### Text excerpt
The scenario is as follows: +

. Registrations are performed when the Controller and its plugins or applications are started.

.. The Flow Programmer Service registers with the MD SAL for Flow configuration data notifications.
.. The OF Plugin registers (among others) the ‘AddFlow’ RPC implementation with the SAL.
Note that the RPC is defined in the OF Plugin model, and the API is generated during build time. +
[start=2]
. A client application requests a flow add through the REST API of the Controller. (Note that in the AD-SAL, there is a dedicated NB REST API on top of the Flow Programming Service. The MD-SAL provides a common infrastructure where data and functions defined in models can be accessed by means of a common REST API. For more information, see http://datatracker.ietf.org/doc/draft-bierman-netconf-restconf/). The client application provides all parameters for the flow in the REST call.

Excerpts of labeled region data:
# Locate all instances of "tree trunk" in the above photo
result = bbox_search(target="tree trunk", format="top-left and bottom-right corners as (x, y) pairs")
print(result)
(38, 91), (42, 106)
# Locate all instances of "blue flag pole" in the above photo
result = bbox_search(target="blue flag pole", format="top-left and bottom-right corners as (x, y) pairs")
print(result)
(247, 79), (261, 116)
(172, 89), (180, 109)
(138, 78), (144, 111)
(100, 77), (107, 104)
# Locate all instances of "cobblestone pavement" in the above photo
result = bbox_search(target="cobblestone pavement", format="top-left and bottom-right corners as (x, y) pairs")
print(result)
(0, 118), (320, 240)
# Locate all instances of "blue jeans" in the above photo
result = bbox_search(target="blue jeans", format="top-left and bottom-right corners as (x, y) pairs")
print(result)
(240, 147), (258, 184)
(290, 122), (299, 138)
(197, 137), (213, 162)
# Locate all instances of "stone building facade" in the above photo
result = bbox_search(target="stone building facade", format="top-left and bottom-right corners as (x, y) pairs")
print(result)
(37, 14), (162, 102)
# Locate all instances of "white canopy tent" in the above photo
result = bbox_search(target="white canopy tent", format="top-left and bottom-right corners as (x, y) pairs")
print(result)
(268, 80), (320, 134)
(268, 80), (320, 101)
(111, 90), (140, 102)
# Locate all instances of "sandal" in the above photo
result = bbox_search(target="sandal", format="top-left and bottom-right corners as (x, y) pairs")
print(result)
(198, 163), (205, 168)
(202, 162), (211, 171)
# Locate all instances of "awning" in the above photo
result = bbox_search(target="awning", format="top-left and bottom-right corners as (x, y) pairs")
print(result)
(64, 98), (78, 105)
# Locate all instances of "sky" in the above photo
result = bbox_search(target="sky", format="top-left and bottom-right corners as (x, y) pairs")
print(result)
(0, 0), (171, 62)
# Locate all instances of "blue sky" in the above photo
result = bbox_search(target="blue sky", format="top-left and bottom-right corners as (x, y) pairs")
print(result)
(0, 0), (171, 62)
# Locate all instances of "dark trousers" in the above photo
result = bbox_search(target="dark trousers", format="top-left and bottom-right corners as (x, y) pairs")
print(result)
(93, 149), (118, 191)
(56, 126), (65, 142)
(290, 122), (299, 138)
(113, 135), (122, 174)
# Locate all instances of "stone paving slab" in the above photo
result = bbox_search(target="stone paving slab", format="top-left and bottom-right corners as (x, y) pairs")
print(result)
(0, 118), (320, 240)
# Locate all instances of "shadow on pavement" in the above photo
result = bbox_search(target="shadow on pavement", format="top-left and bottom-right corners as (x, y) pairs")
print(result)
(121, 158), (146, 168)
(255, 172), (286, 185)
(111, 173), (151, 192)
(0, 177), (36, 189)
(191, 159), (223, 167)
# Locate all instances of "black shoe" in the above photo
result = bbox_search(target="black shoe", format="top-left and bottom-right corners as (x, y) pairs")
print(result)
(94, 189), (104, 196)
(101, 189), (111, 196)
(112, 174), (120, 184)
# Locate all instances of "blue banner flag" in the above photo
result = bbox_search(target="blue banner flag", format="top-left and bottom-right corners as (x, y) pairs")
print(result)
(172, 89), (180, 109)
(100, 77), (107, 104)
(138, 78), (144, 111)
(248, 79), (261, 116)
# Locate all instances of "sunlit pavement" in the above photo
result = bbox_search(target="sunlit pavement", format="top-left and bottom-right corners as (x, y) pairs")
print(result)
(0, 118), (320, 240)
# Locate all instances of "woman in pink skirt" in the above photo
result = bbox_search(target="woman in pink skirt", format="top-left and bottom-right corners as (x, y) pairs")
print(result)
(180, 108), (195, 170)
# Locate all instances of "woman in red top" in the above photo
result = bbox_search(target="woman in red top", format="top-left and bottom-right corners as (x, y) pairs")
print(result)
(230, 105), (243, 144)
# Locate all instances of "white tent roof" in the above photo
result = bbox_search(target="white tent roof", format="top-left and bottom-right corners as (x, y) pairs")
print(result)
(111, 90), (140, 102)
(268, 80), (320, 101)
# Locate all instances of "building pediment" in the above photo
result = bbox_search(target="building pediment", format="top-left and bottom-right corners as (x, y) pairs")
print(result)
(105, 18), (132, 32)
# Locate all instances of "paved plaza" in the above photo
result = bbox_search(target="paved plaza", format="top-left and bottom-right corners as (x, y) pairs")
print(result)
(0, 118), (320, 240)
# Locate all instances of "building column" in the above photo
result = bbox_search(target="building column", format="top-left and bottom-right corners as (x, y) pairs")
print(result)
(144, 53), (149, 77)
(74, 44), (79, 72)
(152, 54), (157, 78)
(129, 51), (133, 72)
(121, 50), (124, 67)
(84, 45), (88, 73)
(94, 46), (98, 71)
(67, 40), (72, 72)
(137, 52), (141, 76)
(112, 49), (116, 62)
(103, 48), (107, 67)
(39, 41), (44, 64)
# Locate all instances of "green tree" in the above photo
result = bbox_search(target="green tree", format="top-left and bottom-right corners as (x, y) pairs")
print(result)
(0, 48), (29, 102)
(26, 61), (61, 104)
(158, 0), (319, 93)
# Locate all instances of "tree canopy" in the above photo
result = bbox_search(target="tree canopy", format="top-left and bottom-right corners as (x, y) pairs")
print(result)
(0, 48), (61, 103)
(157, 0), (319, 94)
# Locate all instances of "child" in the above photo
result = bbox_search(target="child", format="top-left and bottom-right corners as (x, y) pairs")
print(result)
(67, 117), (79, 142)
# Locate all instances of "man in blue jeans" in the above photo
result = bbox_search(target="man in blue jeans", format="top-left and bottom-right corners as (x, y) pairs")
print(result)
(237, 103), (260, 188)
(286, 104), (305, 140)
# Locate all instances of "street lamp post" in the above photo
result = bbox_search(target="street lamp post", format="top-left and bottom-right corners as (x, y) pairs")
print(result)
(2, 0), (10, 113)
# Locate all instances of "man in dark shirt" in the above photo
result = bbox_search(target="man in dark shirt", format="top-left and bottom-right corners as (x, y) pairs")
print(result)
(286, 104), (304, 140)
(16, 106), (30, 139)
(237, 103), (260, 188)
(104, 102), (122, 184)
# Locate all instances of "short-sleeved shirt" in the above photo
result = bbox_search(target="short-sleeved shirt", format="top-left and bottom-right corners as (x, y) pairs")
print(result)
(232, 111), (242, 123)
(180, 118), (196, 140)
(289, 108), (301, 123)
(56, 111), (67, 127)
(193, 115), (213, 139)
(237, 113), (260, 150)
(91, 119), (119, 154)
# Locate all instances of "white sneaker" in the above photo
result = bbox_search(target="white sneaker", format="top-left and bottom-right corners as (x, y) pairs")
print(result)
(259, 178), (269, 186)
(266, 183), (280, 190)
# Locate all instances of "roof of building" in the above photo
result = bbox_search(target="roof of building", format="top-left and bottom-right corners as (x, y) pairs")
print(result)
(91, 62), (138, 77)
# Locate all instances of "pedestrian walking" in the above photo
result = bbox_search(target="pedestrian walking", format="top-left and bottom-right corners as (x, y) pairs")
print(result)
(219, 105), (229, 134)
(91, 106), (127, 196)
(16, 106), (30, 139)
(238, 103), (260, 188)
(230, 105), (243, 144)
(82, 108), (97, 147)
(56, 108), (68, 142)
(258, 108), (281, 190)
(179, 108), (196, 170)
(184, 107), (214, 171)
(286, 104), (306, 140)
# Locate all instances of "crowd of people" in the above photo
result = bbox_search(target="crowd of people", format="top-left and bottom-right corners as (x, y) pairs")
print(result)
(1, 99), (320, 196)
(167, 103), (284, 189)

### Directions
1. Can you copy everything in the flow-add scenario from "The scenario is" down to "with the SAL.", renaming "Controller" to "Platform"?
2. How does the flow-add scenario go on after its last sentence? Write the next part.

### Per-task outputs
1.
The scenario is as follows: +

. Registrations are performed when the Platform and its plugins or applications are started.

.. The Flow Programmer Service registers with the MD SAL for Flow configuration data notifications.
.. The OF Plugin registers (among others) the ‘AddFlow’ RPC implementation with the SAL.

2.
. Data from the ‘Add Flow’ request is deserialized, and a new flow is created in the Flow Service configuration data tree. (Note that in this example the configuration and operational data trees are separated; this may be different for other services). Note also that the REST call returns success to the caller as soon as the flow data is written to the configuration data tree.
. Since the Flow Programmer Service is registered to receive notifications for data changes in the Flow Service data tree, the MD-SAL generates a ‘data changed’ notification to the Flow Programmer Service.
. The Flow Programmer Service reads the newly added flow, and performs a flow add operation (which is basically the same as in the AD-SAL).
. At some point during the flow addition operation, the Flow Programmer Service needs to tell the OF Plugin to add the flow in the appropriate switch. The Flow Programmer Service uses the OF Plugin generated API to create the RPC input parameter DTO for the “AddFlow” RPC of the OF Plugin.
. The Flow Programmer Service gets the service instance (actually, a proxy), and invokes the “AddFlow” RPC on the service. The MD-SAL will route the request to the appropriate OF Plugin (which implements the requested RPC).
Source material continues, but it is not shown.